▶ _Prompt_:
Switch every "play-diagram reference" to "layout sketch" in the data below and reproduce it with nothing else altered. Omit the pictures from your answer.

▶ _Data supplied_:
** start **
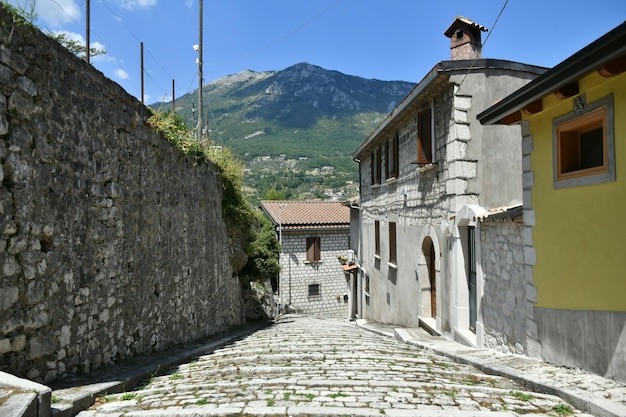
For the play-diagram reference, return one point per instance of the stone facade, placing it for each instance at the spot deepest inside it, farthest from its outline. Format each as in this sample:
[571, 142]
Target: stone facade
[505, 301]
[433, 207]
[113, 243]
[297, 275]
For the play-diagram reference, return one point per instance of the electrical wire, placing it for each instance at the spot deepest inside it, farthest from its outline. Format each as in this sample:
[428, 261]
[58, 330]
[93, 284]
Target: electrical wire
[279, 40]
[485, 42]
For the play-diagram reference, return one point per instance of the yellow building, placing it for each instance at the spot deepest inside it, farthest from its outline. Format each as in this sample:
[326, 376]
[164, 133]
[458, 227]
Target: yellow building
[573, 121]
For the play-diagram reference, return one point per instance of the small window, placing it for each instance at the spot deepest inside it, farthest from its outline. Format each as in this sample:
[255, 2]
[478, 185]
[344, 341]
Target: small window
[376, 169]
[391, 167]
[379, 163]
[424, 138]
[313, 249]
[377, 237]
[584, 145]
[314, 291]
[392, 243]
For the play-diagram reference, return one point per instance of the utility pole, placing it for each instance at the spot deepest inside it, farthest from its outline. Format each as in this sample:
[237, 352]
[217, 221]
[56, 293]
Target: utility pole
[141, 52]
[87, 30]
[200, 113]
[173, 98]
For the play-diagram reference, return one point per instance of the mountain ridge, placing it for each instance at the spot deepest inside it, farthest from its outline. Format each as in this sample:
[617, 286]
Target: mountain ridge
[301, 119]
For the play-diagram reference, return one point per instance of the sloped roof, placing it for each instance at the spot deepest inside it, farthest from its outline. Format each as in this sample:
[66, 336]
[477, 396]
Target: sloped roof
[513, 213]
[311, 214]
[609, 50]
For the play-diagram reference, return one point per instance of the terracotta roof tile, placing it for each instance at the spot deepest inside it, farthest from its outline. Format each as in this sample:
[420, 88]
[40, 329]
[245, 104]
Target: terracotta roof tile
[305, 214]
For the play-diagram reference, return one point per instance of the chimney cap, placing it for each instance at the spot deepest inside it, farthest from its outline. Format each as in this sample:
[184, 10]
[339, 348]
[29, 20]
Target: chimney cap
[460, 22]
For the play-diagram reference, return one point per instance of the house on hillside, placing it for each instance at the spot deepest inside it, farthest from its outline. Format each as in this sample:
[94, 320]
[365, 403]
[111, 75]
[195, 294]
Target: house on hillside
[428, 173]
[573, 135]
[315, 237]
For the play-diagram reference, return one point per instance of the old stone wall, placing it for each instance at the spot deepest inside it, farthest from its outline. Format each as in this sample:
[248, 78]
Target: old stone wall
[505, 300]
[112, 243]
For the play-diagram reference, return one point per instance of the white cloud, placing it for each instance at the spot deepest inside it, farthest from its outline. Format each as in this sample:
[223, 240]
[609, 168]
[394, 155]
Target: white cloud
[58, 12]
[121, 74]
[136, 4]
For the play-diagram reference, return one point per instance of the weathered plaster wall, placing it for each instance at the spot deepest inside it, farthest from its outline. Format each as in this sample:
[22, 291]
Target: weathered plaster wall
[112, 243]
** end **
▶ _Solution for this exercise_:
For the layout sketch, return one point per instance of the stone facade, placing it for each instance at the spot deepest inside it, farthest from its outline. Format each as in this sample:
[571, 142]
Target: stone facade
[505, 301]
[433, 207]
[113, 243]
[297, 275]
For the layout sketch, return one point per instance of the electrical wire, placing it for each instance at the spot deepest inside it, farthest from its outline. Format each as in this sample:
[428, 261]
[58, 330]
[93, 284]
Target: electrical wire
[279, 40]
[485, 42]
For the layout sketch, return one point per instance of the yellow building, placing it for each instance at the spot deepest inside it, farthest from its outline. Format each as in this sample:
[326, 376]
[164, 133]
[458, 227]
Target: yellow building
[573, 121]
For the layout sketch, return one point per instance of the small window, placing it for each instance at the spot deepest inside it, farthest from its outline. Format each as in this sample:
[255, 2]
[478, 185]
[344, 341]
Target: small window
[376, 169]
[391, 167]
[379, 163]
[424, 138]
[313, 249]
[377, 237]
[584, 145]
[314, 291]
[392, 243]
For the layout sketch, return one point per instance of the utility pole, placing it for each instance at the spot deepest inside it, farthest from its outline. Format each as in this sample:
[237, 352]
[217, 221]
[56, 293]
Target: utility pole
[141, 52]
[87, 30]
[200, 113]
[173, 98]
For the layout sketch, return one point per instance of the mountain ridge, placing it for each instance at the spot deepest inside it, farthest from its outline. Format each as in this sample:
[617, 286]
Target: mountain ridge
[301, 119]
For the layout sketch, return one point per instance of the sloped roof, placing it for each instance at the spot deepest inside it, farthest from its outline. Format each as in this sample:
[66, 336]
[477, 396]
Target: sloped roof
[513, 213]
[311, 214]
[609, 50]
For the layout sketch, return one point per instance of the terracotta roof tile, placing it for each instance at the spot deepest inside it, farthest from its outline. Format each as in this sample:
[420, 88]
[40, 329]
[245, 104]
Target: terracotta roof tile
[305, 214]
For the layout sketch, return one point per instance of the chimney cap, placing it for each instance at the spot deepest inside it, farthest from its outline. Format each as in this sample:
[184, 10]
[339, 348]
[29, 20]
Target: chimney cap
[460, 22]
For the layout sketch, return one point per instance of the house on hillside, placing it for each instance at the spot deepest inside it, farthest from its outline. Format each as in this sample:
[94, 320]
[365, 403]
[111, 75]
[195, 294]
Target: house on hillside
[428, 173]
[573, 135]
[315, 237]
For the layout sketch, return one point per instance of the old stone wall, placing it for each instance at the spot deepest inside it, farthest from its outline. Format each as in this sample:
[248, 78]
Target: old stone wall
[505, 300]
[112, 243]
For the layout sketch, return one point per instance of the white cloud, placing it for each instance at the spot deepest inside it, farthest from its outline. Format each as in this sample:
[223, 240]
[609, 168]
[394, 155]
Target: white cloud
[58, 12]
[121, 74]
[136, 4]
For the layout sketch, return one point per instance of the weathered plaster wall, placing it for each instance at the spot deepest inside it, farthest from its outline. Format each as in this sample:
[22, 291]
Target: weathered plaster wall
[112, 243]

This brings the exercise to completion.